▶ [Task material]:
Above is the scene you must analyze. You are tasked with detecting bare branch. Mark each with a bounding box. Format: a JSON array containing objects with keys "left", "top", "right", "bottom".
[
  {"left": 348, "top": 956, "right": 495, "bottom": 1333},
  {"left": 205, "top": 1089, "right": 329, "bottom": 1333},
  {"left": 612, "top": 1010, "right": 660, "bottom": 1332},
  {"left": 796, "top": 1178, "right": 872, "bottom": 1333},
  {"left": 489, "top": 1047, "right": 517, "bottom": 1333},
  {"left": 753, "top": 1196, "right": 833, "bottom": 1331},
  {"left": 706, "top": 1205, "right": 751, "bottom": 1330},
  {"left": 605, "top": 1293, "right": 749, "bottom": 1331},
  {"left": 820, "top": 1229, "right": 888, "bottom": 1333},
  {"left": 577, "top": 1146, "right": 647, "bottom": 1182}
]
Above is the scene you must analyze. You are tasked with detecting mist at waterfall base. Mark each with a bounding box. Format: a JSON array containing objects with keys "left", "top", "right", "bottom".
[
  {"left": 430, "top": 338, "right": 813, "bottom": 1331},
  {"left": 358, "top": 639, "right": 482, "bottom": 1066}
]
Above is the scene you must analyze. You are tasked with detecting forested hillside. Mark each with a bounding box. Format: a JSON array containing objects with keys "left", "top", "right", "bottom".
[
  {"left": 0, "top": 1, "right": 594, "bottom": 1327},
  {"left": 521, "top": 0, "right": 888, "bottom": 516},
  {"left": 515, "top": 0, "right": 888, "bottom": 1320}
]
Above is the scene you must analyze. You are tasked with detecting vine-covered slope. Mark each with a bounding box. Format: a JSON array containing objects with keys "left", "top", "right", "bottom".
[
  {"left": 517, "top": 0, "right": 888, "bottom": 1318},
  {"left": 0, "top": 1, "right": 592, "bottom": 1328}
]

▶ [Exercise objective]:
Please return every line from the one that contains "with detecting vine-covered" through the end of the entries, exactly, leaving out all others.

▶ [Answer to the problem]:
Above is the scene you must analyze. You are tasked with detecting vine-covered slope. Mark each with a bounding box. Format: a JSON array containing objects with keys "left", "top", "right", "bottom".
[
  {"left": 517, "top": 0, "right": 888, "bottom": 1318},
  {"left": 0, "top": 1, "right": 592, "bottom": 1328}
]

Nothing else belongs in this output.